[Excerpts from point annotation data]

+++++

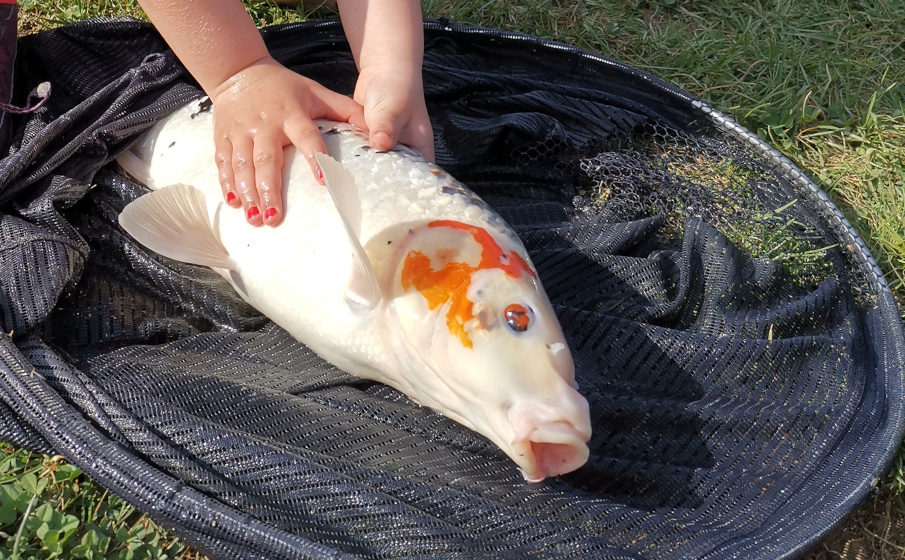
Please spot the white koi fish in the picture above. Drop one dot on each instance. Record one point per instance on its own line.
(393, 272)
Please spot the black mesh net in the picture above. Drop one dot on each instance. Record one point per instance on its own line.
(741, 355)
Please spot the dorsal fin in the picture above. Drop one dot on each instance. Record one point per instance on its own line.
(174, 222)
(363, 288)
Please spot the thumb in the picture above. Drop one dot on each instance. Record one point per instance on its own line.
(383, 125)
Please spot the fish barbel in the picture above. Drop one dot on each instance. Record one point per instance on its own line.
(392, 271)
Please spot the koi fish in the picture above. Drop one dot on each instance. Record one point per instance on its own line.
(392, 271)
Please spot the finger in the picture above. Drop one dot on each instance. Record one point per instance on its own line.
(306, 137)
(268, 164)
(223, 150)
(338, 107)
(243, 168)
(420, 137)
(383, 130)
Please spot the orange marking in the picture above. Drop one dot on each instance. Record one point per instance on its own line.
(451, 282)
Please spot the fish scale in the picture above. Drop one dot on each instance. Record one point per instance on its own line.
(392, 271)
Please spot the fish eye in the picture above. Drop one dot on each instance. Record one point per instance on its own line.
(517, 316)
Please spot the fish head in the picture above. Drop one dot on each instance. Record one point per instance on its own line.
(491, 350)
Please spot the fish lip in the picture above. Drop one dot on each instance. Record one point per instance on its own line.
(551, 449)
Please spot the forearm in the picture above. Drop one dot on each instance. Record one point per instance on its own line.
(214, 39)
(384, 32)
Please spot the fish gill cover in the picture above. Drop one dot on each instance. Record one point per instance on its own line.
(741, 355)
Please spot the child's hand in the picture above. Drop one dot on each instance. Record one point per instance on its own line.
(394, 110)
(257, 112)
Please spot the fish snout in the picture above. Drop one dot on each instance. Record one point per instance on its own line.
(550, 438)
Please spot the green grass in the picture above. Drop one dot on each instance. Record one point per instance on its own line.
(821, 80)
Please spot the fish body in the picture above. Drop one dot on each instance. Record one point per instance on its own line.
(392, 271)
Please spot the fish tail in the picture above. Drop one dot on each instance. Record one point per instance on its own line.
(135, 166)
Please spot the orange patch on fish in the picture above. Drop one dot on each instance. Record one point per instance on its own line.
(451, 281)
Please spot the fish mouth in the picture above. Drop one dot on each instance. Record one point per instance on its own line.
(551, 449)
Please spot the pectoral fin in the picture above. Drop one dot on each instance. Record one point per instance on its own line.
(174, 222)
(363, 288)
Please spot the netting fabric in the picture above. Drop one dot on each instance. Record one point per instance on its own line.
(741, 354)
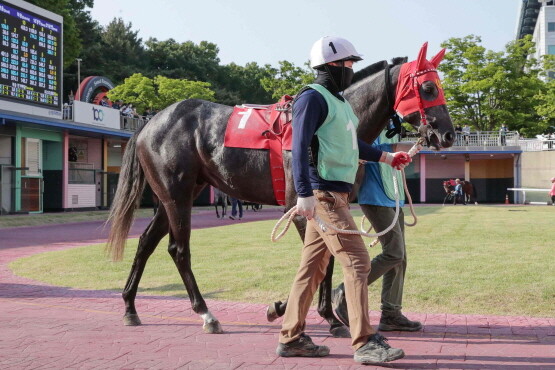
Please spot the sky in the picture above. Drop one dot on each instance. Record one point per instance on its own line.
(269, 31)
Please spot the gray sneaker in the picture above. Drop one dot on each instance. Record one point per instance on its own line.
(302, 347)
(376, 351)
(396, 321)
(339, 304)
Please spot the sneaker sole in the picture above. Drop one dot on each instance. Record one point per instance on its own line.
(324, 351)
(389, 359)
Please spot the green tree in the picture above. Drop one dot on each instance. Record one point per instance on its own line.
(288, 79)
(182, 60)
(170, 90)
(160, 92)
(123, 51)
(485, 89)
(236, 84)
(137, 90)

+++++

Aim
Copy all the entries word for word. Omit any pictures.

Response below
Please spot the white koi fish in the picture above. Drop one dot on each instance. Record one point per instance on its own line.
(393, 272)
Please spot the black mesh net in the picture above. Drop one dot on each instance. Record one point per instance on its own line.
(741, 355)
Please spot the dorsal fin in the picture above. Drop one dot on each instance. Record one point per instance on its own line.
(174, 222)
(363, 288)
Please spot the thumb in the picture above. Drop one dot on each instance. Record one point per instance on its own line.
(383, 125)
Please spot the fish barbel in the picture above. Drop one dot on each instance. Record one point per instance on its own line.
(392, 271)
Please spot the koi fish in the picture above. Drop one dot on each instance. Record one point per instance on its own line.
(392, 271)
Please spot the finger in the picture above. Drop one dot on each instance. Record one point per instance on its own line.
(306, 137)
(268, 164)
(223, 150)
(338, 107)
(243, 168)
(420, 137)
(383, 130)
Please spot the orange marking in the picture above. Drop one dot on each instance. Record one point per instance on its own line.
(451, 282)
Please spot the fish scale in the picture above. Drop one dot on each instance. Record one point per instance on its own line.
(392, 271)
Please spot the fish eye in the picture above. Drop one dot on each instance. Record one point per instance on its own line.
(517, 316)
Please spot the fish head in the picture above. Drop one dot on each instance. Record one point per instance on its own line.
(491, 350)
Please spot the fish lip in the picture above. Drop one dot on each instance. Record one point per instance on its own line.
(551, 449)
Please spot the forearm in the picture above. Drop one dot on each instance. Record one point per instance on its own line.
(214, 39)
(384, 32)
Please spot the fish gill cover in the picture above. Drop one dot on each instance. Record one point per instance on its own line.
(741, 355)
Please spot the child's hand in the picture above. Drop one dot on each instance. Record one point per instance on its own line.
(394, 110)
(257, 112)
Please spot the fish snout in the picture above. Drop one dot on each instance. Record one point per instance on its own line.
(550, 438)
Please spot the green grass in the picture above. Drop one dot on each instance. Record one point per instance on its own line.
(821, 80)
Please spot the fish body in the picture above. Drop one dot on each instance. Record one point per instance on its own line.
(392, 271)
Please spot the fish tail in the picture above. Drop one dot on each instance. Record one point per instance on its own line.
(135, 166)
Please spot the orange patch on fish in the picture above. Drop one dot on each instance. Record one point per instance on its own line.
(451, 281)
Please spot the fish mouth in the picture above. Drop one dot on each instance. Record one point per instance on its own line.
(551, 449)
Please spot the pectoral fin in the picture above. Drop one dot on each instance. Record one point per instance on its own line.
(174, 222)
(363, 288)
Please spot the netting fabric in the picture above. Drop one dot on each instance. Record one point per instance on its own line.
(741, 354)
Please spot the sky in the picture above. Drop one dot on each instance. Record one point per instance on its own line.
(269, 31)
Please spot the gray sneaker in the picture above. Drop one dot on each instance. Record one point per instance on its own line.
(302, 347)
(376, 351)
(396, 321)
(339, 304)
Please spot the sneaker sole in the picture above. Drop one dot on each instance. Record one point per instance on its own line.
(324, 351)
(389, 359)
Please spot the green tree in the picture above. Drop one dot on each instance. Record one point per instance on its own line.
(288, 79)
(182, 60)
(170, 90)
(160, 92)
(123, 51)
(485, 89)
(236, 84)
(137, 90)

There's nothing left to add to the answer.